_Aim of the exercise_
Write out every line of the material below again, requests included, but scale each coordinate in the answers by 0.8 and round it to a whole number, rounding halves up. Leave the pictures out.

_Input for this task_
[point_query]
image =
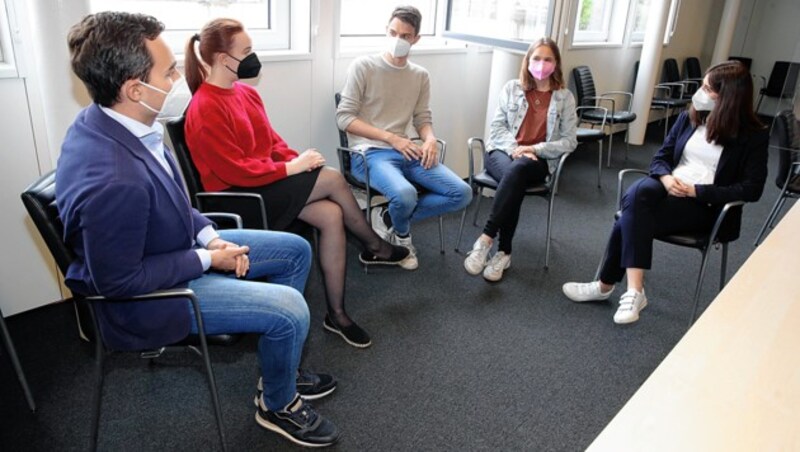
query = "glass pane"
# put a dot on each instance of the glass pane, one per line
(524, 20)
(593, 15)
(370, 17)
(191, 15)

_Exercise answer_
[point_query]
image =
query = "glass pane"
# put a dot on each instance of the glass pane, one per line
(419, 16)
(474, 12)
(296, 14)
(153, 12)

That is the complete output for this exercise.